Your task:
The line containing "Note: for this drill we locate the black panoramic" and every line after it, through the last, are to be extracted exactly; no other lines belong in the answer.

— START Data for the task —

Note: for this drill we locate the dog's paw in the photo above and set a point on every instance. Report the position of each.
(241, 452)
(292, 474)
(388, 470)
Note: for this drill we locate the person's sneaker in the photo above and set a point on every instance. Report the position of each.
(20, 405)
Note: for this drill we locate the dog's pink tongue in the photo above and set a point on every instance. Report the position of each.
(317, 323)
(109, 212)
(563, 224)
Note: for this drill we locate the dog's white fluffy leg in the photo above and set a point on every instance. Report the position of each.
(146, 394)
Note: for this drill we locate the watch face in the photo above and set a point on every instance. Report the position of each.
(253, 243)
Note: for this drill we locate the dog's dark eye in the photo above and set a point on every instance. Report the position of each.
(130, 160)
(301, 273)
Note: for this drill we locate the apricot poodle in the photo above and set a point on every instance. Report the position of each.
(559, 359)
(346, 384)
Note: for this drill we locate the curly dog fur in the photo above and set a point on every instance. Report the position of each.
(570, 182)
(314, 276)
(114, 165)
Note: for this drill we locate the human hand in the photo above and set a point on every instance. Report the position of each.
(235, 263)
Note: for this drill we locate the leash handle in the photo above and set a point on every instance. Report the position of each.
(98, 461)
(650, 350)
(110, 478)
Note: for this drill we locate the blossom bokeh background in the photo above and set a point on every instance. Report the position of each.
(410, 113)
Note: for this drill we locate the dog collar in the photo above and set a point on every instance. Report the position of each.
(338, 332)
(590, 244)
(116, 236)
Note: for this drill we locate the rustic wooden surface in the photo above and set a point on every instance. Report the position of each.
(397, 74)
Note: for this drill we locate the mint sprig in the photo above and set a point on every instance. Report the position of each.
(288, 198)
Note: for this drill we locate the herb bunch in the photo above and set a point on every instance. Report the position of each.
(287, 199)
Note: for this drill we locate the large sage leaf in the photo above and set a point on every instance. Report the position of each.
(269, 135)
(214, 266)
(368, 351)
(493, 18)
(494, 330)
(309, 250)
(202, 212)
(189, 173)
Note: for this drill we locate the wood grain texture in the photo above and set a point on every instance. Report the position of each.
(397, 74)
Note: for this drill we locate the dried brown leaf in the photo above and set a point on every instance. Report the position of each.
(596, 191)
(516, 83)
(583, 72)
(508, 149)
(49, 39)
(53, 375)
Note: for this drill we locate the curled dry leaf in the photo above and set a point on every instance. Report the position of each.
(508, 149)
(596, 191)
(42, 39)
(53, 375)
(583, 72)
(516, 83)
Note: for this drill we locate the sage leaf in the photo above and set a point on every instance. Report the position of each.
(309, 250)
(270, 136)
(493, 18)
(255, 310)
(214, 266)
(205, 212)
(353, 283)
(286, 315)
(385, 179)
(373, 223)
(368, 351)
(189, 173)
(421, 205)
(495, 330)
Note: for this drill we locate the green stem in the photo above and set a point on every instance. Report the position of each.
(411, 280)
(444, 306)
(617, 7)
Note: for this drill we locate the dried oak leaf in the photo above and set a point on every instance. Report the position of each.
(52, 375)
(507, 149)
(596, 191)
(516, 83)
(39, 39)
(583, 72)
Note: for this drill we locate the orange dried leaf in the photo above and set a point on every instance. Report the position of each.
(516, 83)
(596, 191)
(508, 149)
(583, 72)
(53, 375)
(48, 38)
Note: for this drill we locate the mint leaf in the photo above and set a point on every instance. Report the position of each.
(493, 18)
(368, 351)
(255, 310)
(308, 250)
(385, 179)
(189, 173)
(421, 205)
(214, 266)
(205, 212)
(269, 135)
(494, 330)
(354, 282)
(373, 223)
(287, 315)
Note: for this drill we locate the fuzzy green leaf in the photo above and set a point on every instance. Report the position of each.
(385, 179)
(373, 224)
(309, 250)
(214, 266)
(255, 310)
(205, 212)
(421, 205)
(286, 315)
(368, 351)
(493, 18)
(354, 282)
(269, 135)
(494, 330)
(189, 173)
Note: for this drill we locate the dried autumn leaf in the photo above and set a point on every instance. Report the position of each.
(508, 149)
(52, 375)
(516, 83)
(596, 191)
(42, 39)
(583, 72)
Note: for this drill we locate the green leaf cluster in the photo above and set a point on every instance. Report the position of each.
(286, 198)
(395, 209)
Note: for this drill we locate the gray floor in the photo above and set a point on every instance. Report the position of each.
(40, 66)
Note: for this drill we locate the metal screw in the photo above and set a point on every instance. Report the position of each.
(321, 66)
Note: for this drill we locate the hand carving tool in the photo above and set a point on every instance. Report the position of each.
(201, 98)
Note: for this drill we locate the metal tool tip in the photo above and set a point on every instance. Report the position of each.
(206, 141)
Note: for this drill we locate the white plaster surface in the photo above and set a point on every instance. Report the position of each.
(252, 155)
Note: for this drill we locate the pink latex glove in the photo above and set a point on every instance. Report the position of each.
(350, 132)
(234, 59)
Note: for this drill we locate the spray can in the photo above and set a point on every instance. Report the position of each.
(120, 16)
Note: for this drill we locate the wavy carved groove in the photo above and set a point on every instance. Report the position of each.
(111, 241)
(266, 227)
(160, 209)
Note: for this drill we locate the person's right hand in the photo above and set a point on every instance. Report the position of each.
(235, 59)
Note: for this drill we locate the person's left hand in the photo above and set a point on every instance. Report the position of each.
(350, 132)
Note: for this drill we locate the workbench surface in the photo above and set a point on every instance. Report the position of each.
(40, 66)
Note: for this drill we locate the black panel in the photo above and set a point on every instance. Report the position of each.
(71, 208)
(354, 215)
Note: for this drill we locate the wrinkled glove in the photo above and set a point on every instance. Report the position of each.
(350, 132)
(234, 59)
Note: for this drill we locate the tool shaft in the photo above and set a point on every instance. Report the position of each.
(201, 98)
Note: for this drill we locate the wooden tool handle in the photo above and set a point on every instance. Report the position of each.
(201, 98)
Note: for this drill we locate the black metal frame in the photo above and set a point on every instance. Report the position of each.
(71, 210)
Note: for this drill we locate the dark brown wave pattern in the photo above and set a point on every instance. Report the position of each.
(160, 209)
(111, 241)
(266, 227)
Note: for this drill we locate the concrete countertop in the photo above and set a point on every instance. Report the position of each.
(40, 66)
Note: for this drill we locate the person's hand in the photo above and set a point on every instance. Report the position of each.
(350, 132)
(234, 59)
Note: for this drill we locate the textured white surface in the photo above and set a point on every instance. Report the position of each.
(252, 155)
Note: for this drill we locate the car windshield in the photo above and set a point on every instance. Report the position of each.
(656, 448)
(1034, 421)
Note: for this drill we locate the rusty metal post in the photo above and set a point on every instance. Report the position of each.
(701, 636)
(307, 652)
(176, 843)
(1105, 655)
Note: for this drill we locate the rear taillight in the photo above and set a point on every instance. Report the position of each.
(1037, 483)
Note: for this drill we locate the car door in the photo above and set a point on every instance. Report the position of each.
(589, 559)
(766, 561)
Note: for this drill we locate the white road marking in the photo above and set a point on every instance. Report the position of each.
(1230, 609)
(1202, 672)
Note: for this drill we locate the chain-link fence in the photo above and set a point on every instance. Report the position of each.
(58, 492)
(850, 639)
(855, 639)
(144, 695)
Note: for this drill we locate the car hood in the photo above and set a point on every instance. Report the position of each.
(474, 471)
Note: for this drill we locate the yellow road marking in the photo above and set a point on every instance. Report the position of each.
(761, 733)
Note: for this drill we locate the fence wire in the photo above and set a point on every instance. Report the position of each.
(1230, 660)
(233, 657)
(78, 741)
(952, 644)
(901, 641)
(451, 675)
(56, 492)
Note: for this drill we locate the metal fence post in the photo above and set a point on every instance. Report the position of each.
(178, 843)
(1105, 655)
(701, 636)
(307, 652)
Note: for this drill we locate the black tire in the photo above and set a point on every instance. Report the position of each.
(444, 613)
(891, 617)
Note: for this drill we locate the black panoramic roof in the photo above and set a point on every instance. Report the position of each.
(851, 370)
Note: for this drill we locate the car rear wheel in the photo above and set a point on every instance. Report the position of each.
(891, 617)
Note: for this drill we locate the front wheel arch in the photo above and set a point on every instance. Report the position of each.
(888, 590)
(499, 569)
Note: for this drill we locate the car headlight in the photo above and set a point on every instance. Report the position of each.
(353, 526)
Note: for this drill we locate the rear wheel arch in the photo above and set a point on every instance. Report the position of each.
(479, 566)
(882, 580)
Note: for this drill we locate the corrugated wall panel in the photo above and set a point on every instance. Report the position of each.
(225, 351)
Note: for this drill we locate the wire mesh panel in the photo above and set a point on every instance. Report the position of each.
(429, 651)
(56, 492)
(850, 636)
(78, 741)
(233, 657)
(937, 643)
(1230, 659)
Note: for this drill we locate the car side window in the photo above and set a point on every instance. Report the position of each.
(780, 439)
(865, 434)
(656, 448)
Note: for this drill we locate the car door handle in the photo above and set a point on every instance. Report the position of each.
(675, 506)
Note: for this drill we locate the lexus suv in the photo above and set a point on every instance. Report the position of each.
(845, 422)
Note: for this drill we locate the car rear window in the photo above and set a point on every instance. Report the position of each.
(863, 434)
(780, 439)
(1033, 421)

— END Data for the task —

Reply to the exercise:
Note: for this drill we locate the black panoramic roof in the photo above and set a point on every instance. Report the position of each.
(851, 370)
Note: for this drill we locate the car rear wheel in the photo above and set a point on every instance. Report the position of each.
(891, 617)
Note: for this drill we locate the front wheel arch in the photo above and set a point on every instance. Report the position of each.
(888, 590)
(499, 569)
Note: for this drill we locate the car headlight in the photo above and set a point on every instance. Report the position of each.
(353, 526)
Note: for this drill we locate the rear wheel arch in the photo above and set a point on every instance. Report the position of each.
(479, 566)
(882, 580)
Note: for this drill we locate the corrugated wall panel in the photo above and set a point on every instance. Report the position of each.
(225, 351)
Note: for this drill we locate the wire mesh panel in the photo above and set a point on every instance. Report the position of each.
(429, 651)
(56, 492)
(850, 636)
(78, 741)
(233, 657)
(937, 643)
(1230, 659)
Note: for this drill we locate the car side window in the photo above and set a point on every instance. Report the position of each.
(780, 439)
(865, 434)
(656, 448)
Note: for this drill we locate the car door handle in the photo above and set a point on every instance. Report the position of each.
(675, 506)
Note: for this drill we locate the lexus suv in the photo above and set a point on every instance. Report the position of each.
(845, 422)
Note: for this drill we locate the car rear window in the photo above and set a point on every instance. Report the position of each.
(863, 434)
(780, 439)
(1033, 421)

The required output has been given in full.